# [Your instructions]
Reproduce verbatim the lines of the material below, starting with the line that contains "phrase -- boy in striped shirt" and continuing through the last line of the material, both included.

# [Rows]
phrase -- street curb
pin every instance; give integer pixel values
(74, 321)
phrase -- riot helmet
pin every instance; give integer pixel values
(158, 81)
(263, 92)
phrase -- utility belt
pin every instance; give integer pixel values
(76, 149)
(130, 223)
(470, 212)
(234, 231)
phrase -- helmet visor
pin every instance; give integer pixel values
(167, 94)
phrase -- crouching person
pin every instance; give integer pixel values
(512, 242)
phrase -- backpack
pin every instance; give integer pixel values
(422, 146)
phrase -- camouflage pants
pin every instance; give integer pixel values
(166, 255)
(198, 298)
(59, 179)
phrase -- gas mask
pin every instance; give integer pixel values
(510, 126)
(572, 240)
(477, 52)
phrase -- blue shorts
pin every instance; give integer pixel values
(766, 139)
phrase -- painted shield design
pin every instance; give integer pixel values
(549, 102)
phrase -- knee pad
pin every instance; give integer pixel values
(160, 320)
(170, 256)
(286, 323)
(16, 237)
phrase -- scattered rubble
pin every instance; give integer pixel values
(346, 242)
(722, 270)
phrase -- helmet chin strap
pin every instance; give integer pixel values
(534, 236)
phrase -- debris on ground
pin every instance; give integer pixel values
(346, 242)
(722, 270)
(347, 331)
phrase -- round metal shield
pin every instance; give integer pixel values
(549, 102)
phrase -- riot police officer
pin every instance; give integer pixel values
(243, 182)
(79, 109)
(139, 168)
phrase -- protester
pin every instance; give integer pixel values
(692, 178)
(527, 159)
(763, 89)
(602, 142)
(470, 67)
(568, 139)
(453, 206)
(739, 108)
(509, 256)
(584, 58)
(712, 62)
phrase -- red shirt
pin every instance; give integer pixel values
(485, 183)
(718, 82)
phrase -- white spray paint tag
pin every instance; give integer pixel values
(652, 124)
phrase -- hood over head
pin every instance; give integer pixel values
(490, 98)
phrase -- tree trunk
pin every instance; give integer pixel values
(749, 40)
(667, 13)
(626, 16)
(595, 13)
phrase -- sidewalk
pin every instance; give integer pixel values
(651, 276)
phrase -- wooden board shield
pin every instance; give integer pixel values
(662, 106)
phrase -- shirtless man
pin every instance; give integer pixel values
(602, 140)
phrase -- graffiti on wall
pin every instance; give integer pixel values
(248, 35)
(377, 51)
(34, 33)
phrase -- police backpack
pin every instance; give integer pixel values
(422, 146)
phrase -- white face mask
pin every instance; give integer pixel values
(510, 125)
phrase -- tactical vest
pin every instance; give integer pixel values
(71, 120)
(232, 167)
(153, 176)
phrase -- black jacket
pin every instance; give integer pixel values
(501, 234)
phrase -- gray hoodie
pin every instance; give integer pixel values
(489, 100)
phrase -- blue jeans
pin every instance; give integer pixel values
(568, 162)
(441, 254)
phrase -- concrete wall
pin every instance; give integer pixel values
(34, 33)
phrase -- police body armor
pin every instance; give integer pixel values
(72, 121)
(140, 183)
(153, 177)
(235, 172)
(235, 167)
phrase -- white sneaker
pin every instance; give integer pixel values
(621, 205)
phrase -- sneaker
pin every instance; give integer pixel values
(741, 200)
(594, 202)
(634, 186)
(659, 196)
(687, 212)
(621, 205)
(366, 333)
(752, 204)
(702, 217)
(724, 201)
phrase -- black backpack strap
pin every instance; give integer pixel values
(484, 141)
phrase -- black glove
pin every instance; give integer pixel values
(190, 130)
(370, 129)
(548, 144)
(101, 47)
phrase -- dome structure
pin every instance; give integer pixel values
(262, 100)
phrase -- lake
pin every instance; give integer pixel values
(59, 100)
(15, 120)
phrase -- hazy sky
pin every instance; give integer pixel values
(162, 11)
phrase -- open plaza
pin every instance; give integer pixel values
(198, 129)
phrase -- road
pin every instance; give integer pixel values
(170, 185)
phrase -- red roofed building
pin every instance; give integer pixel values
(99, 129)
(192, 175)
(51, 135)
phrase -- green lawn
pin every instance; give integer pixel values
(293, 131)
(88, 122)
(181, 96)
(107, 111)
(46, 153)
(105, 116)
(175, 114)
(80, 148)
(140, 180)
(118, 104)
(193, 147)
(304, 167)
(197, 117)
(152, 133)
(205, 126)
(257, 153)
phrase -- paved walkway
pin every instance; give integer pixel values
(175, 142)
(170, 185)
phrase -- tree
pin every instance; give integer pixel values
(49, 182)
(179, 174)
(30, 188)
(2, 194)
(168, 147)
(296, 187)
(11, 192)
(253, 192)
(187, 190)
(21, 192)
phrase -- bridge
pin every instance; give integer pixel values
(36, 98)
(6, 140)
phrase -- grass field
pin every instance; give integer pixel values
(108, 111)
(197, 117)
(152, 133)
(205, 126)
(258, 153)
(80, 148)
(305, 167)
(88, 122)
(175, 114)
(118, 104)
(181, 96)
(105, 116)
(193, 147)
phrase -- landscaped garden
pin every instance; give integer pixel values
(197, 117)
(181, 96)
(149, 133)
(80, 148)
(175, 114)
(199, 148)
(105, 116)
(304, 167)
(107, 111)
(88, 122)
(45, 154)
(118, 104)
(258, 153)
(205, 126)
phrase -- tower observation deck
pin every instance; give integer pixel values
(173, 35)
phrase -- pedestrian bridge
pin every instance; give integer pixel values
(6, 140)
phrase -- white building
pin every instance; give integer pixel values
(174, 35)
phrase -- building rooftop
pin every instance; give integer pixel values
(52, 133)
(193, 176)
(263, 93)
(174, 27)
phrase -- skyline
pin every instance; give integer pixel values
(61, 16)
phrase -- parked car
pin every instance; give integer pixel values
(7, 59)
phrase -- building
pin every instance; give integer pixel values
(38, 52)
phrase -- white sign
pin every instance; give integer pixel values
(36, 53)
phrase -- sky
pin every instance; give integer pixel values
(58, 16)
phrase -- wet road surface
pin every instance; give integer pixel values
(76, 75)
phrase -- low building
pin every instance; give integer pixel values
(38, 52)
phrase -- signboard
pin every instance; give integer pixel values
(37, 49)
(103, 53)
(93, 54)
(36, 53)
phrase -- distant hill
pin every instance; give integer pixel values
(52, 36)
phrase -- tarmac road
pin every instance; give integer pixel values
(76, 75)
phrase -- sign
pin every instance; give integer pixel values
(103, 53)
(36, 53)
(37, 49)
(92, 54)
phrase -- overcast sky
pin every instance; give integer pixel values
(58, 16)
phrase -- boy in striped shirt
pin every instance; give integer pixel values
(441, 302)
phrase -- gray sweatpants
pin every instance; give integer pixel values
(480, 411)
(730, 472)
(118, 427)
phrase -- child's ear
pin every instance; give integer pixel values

# [Response to this exercise]
phrase -- boy in striped shirt
pin every instance; give integer pixel values
(441, 302)
phrase -- gray sweatpants
pin every instance; give integer pixel values
(480, 411)
(730, 472)
(118, 427)
phrase -- child's ear
pin every instance; give integer pixel values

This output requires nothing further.